# Instructions for the task:
Word for word, restate every line of the material.

# Task data:
— START —

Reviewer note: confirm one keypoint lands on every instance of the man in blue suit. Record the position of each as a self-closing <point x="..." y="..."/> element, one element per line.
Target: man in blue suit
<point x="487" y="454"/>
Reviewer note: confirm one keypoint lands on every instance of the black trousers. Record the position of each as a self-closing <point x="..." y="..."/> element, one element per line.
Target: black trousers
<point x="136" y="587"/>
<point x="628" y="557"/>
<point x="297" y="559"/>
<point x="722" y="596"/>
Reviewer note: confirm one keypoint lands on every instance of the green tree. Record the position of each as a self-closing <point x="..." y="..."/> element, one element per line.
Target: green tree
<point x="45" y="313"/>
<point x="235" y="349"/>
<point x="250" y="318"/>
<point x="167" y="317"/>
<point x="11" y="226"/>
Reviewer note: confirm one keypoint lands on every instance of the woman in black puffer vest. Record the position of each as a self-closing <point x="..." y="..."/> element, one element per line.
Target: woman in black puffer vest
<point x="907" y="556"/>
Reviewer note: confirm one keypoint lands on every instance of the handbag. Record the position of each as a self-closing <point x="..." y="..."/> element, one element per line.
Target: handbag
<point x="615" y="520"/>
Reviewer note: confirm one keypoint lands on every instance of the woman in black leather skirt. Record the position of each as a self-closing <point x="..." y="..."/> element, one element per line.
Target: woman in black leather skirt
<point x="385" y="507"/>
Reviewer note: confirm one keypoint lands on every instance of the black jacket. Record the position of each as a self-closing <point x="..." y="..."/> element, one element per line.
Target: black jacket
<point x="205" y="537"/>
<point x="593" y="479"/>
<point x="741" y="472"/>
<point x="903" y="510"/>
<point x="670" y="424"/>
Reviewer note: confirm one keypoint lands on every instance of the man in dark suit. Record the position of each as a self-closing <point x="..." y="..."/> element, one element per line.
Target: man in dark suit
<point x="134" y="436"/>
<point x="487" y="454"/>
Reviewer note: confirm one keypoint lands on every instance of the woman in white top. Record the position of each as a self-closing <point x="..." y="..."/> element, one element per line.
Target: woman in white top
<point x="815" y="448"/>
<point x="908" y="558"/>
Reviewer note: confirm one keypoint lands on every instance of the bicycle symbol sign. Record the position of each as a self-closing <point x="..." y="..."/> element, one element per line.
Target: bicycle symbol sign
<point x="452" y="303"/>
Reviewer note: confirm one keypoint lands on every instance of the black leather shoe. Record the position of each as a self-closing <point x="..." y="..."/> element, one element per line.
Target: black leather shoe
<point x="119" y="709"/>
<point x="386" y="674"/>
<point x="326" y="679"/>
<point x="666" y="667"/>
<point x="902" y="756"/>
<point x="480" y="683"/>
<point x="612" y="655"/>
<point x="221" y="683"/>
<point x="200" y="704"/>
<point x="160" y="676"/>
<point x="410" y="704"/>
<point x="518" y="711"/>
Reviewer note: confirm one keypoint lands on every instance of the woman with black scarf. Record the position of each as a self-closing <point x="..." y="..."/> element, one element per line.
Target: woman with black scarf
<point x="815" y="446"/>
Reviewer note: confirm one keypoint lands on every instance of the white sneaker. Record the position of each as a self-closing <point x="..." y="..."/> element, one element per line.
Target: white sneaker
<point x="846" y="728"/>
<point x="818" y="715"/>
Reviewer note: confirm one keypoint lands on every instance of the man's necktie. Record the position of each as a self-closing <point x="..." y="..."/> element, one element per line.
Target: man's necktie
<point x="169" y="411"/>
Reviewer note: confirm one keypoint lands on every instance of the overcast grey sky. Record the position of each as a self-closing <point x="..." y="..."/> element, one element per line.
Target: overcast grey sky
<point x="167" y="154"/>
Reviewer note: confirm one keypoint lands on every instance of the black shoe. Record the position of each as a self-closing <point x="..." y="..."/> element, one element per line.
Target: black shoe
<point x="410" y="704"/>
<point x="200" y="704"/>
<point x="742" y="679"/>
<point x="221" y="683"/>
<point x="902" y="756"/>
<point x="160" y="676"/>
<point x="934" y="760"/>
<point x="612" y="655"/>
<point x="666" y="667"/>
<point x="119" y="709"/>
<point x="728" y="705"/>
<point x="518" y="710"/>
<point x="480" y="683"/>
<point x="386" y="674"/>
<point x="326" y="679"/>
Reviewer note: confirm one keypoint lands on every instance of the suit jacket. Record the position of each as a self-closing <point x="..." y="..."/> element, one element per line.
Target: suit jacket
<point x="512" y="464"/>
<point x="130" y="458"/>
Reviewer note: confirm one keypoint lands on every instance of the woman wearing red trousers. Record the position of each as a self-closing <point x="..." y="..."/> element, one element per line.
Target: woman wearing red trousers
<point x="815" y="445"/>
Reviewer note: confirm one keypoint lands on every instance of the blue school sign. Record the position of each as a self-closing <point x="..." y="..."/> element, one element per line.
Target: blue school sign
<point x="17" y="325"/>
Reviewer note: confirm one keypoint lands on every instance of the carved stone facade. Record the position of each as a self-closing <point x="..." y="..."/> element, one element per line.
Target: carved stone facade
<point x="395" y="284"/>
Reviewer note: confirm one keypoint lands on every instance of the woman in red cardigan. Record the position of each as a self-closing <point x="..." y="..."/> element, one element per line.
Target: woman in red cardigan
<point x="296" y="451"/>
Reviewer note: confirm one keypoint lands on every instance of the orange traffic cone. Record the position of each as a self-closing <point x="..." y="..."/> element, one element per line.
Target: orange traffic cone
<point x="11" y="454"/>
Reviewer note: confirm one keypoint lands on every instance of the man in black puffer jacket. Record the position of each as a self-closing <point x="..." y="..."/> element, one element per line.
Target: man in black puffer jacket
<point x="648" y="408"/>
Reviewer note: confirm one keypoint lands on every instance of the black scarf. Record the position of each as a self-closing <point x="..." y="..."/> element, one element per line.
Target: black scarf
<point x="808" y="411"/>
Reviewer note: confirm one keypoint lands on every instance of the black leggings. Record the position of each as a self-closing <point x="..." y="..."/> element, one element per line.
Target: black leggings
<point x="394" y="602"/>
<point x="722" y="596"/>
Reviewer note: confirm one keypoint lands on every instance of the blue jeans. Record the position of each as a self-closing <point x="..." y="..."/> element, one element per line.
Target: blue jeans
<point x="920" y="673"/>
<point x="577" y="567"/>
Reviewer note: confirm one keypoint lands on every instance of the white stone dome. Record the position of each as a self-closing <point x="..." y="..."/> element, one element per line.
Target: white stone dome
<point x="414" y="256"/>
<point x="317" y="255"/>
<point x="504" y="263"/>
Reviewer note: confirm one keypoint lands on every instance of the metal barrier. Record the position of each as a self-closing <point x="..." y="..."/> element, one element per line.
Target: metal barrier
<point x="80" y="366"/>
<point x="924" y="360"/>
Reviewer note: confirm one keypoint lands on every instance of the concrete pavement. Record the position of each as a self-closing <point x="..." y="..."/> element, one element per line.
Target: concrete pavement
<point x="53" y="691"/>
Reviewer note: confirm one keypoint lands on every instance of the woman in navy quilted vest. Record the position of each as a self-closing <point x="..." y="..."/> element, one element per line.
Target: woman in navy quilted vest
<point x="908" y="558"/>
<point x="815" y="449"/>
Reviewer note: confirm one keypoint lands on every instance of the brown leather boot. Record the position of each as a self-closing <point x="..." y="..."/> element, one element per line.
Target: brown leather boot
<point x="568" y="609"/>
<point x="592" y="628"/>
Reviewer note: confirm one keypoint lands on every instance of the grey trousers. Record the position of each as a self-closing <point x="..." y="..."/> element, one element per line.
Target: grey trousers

— END —

# Final result:
Reviewer note: confirm one keypoint lands on every instance of the man in blue suit. Record the position of each as a self-closing <point x="..." y="..."/> element, one element per line.
Target: man in blue suit
<point x="487" y="454"/>
Reviewer note: confirm one keypoint lands on every instance of the black trousers. Record the position of each as a self-closing <point x="..." y="..."/> element, one element per line.
Target: black trousers
<point x="136" y="587"/>
<point x="628" y="557"/>
<point x="297" y="559"/>
<point x="722" y="596"/>
Reviewer note: confirm one keypoint lands on every instance of the green tree. Record the position of each as a self-closing <point x="..." y="..."/> element, one element per line.
Target: green tree
<point x="45" y="313"/>
<point x="235" y="349"/>
<point x="250" y="318"/>
<point x="167" y="317"/>
<point x="11" y="226"/>
Reviewer note: confirm one keypoint lands on every instance of the woman in black puffer vest. Record the position of each as a self-closing <point x="..." y="..."/> element, one element per line.
Target: woman in black puffer vest
<point x="907" y="556"/>
Reviewer note: confirm one keypoint lands on every instance of the handbag. Record the position of each as a self-closing <point x="..." y="..."/> element, one element per line.
Target: handbag
<point x="615" y="520"/>
Reviewer note: confirm one keypoint lands on every instance of the woman in black leather skirt. Record the position of each as a self-closing <point x="..." y="..."/> element, one element per line.
Target: woman in black leather skirt
<point x="385" y="507"/>
Reviewer note: confirm one keypoint lands on every instance of the black jacket. Record the position of each as a self-closing <point x="..." y="..."/> element, one element per line.
Target: black jacket
<point x="205" y="537"/>
<point x="593" y="479"/>
<point x="741" y="472"/>
<point x="903" y="510"/>
<point x="670" y="424"/>
Reviewer note: confirm one keypoint lands on every instance of the man in dark suit. Record the position of each as a self-closing <point x="..." y="..."/> element, one element per line.
Target: man in dark suit
<point x="134" y="436"/>
<point x="487" y="454"/>
Reviewer note: confirm one keypoint lands on every instance of the woman in white top. Record the position of each as a self-closing <point x="..." y="..."/> element, one element per line.
Target: woman in white top
<point x="815" y="448"/>
<point x="908" y="558"/>
Reviewer note: confirm one keypoint lands on every instance of the bicycle symbol sign. Record the position of each as a self-closing <point x="..." y="..."/> element, one element per line.
Target: bicycle symbol sign
<point x="452" y="303"/>
Reviewer note: confirm one keypoint lands on every instance of the black leather shoe. Record the position of each as a self-closing <point x="..." y="..."/> element, one element per line.
Target: black leather shoe
<point x="119" y="709"/>
<point x="386" y="674"/>
<point x="326" y="679"/>
<point x="666" y="667"/>
<point x="902" y="756"/>
<point x="480" y="683"/>
<point x="612" y="655"/>
<point x="221" y="683"/>
<point x="200" y="704"/>
<point x="160" y="676"/>
<point x="410" y="704"/>
<point x="518" y="711"/>
Reviewer note: confirm one keypoint lands on every instance of the woman with black scarf. Record the position of each as a self-closing <point x="..." y="..."/> element, one element per line.
Target: woman with black scarf
<point x="815" y="446"/>
Reviewer note: confirm one keypoint lands on every instance of the white sneaker. Record the position of each as a self-closing <point x="..." y="..."/> element, one element per line.
Target: white sneaker
<point x="846" y="728"/>
<point x="818" y="715"/>
Reviewer note: confirm one keypoint lands on every instance of the man's necktie. Record the position of each as a self-closing <point x="..." y="..."/> element, one element per line.
Target: man's necktie
<point x="169" y="411"/>
Reviewer note: confirm one keypoint lands on every instance of the overcast grey sky. Record the position of each as a self-closing <point x="..." y="..."/> element, one element per line.
Target: overcast grey sky
<point x="167" y="154"/>
Reviewer note: confirm one keypoint lands on every instance of the black shoe. Record the position of each as a self-closing <point x="..." y="..."/> element, one element per line.
Target: black shoe
<point x="410" y="704"/>
<point x="200" y="704"/>
<point x="742" y="679"/>
<point x="221" y="683"/>
<point x="902" y="756"/>
<point x="160" y="676"/>
<point x="934" y="760"/>
<point x="612" y="655"/>
<point x="666" y="667"/>
<point x="119" y="709"/>
<point x="728" y="705"/>
<point x="518" y="710"/>
<point x="480" y="683"/>
<point x="386" y="674"/>
<point x="326" y="679"/>
Reviewer note: confirm one keypoint lands on every instance of the suit jacket. Record the position of each as a self-closing <point x="..." y="..."/> element, one element per line.
Target: suit jacket
<point x="512" y="464"/>
<point x="130" y="458"/>
Reviewer note: confirm one keypoint lands on every instance of the woman wearing red trousers. Record the position of each as a self-closing <point x="..." y="..."/> element, one element per line.
Target: woman wearing red trousers
<point x="815" y="445"/>
Reviewer note: confirm one keypoint lands on every instance of the blue school sign. Record the position of each as a self-closing <point x="..." y="..."/> element, one element per line.
Target: blue school sign
<point x="17" y="325"/>
Reviewer note: confirm one keypoint lands on every instance of the carved stone facade. Record the position of each as a self-closing <point x="..." y="..."/> element, one element per line.
Target: carved stone facade
<point x="395" y="284"/>
Reviewer note: confirm one keypoint lands on every instance of the woman in red cardigan. Record the position of each as a self-closing <point x="..." y="..."/> element, one element per line.
Target: woman in red cardigan
<point x="296" y="451"/>
Reviewer note: confirm one keypoint lands on every instance of the orange traffic cone. Record the position of each as a self-closing <point x="..." y="..."/> element, one element per line.
Target: orange traffic cone
<point x="11" y="454"/>
Reviewer note: confirm one keypoint lands on every instance of the man in black puffer jacket. Record the position of each as a self-closing <point x="..." y="..."/> element, one element per line.
Target: man in black puffer jacket
<point x="648" y="408"/>
Reviewer note: confirm one keypoint lands on every instance of the black scarf. Record the position of each as a self-closing <point x="..." y="..."/> element, one element per line.
Target: black scarf
<point x="808" y="411"/>
Reviewer note: confirm one keypoint lands on every instance of the black leggings. Record the position of each as a self-closing <point x="..." y="..."/> element, one element per line.
Target: black leggings
<point x="394" y="602"/>
<point x="722" y="596"/>
Reviewer note: confirm one keypoint lands on every instance of the blue jeans. Record the position of each as a self-closing <point x="..." y="..."/> element, one element per line.
Target: blue jeans
<point x="920" y="673"/>
<point x="577" y="567"/>
Reviewer note: confirm one keypoint lands on every instance of the white stone dome. Record the position of each as a self-closing <point x="..." y="..."/> element, one element per line.
Target: white stone dome
<point x="414" y="256"/>
<point x="317" y="255"/>
<point x="504" y="263"/>
Reviewer note: confirm one keypoint lands on every instance of the metal barrier. Record the position of each as a self-closing <point x="..." y="..."/> element, one element per line.
Target: metal barrier
<point x="80" y="366"/>
<point x="924" y="360"/>
Reviewer note: confirm one keypoint lands on every instance of the concrete pavement. Record the position of each as a self-closing <point x="..." y="..."/> element, one element per line.
Target: concrete pavement
<point x="53" y="691"/>
Reviewer note: confirm one keypoint lands on every instance of the woman in navy quilted vest. Record the position of each as a self-closing <point x="..." y="..."/> element, one element per line.
Target: woman in navy quilted vest
<point x="908" y="558"/>
<point x="815" y="449"/>
Reviewer note: confirm one keypoint lands on every instance of the brown leather boot. Record the position of each as a self-closing <point x="..." y="..."/> element, one element per line.
Target: brown leather boot
<point x="568" y="609"/>
<point x="592" y="628"/>
Reviewer note: confirm one keypoint lands on every instance of the grey trousers. Record the position of each as a self-closing <point x="..." y="..."/> element, one element per line.
Target: grey trousers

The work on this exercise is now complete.